Instruction: Write out every line of the listing below as a numbered list, skipping blank lines and leaving out the pictures.

Records to use:
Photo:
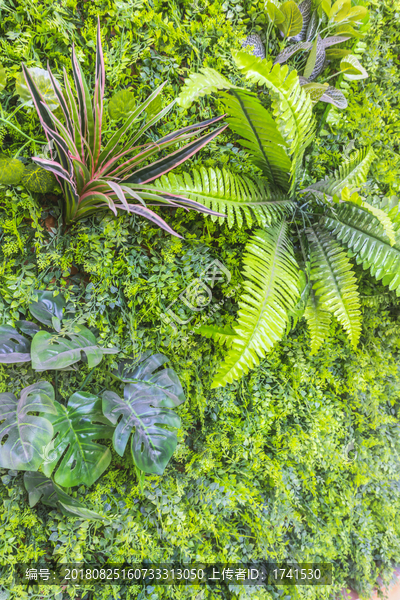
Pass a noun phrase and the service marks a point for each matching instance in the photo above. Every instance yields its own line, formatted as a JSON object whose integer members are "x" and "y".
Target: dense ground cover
{"x": 298, "y": 460}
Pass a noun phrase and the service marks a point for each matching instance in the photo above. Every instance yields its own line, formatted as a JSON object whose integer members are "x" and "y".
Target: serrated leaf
{"x": 38, "y": 180}
{"x": 146, "y": 407}
{"x": 121, "y": 105}
{"x": 76, "y": 427}
{"x": 42, "y": 80}
{"x": 316, "y": 60}
{"x": 293, "y": 23}
{"x": 47, "y": 306}
{"x": 26, "y": 434}
{"x": 11, "y": 170}
{"x": 14, "y": 348}
{"x": 352, "y": 68}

Task output:
1. Photo:
2. Pass a noun phrase and the service marks a point for each matching instance in the photo above. Every instance yields its own line, formatted as a JSON object whose integer members are "x" and "y".
3. Target: dense ground cover
4. {"x": 298, "y": 460}
5. Pass a noun phrase and the service marks a point for each matching instance in the photo above. Every instance yields its own line, formatted as a JSON object whose integer members are "x" and "y".
6. Target: serrated leaf
7. {"x": 38, "y": 180}
8. {"x": 146, "y": 407}
9. {"x": 121, "y": 105}
10. {"x": 76, "y": 427}
11. {"x": 42, "y": 80}
12. {"x": 316, "y": 60}
13. {"x": 293, "y": 23}
14. {"x": 47, "y": 306}
15. {"x": 26, "y": 434}
16. {"x": 11, "y": 170}
17. {"x": 14, "y": 348}
18. {"x": 352, "y": 68}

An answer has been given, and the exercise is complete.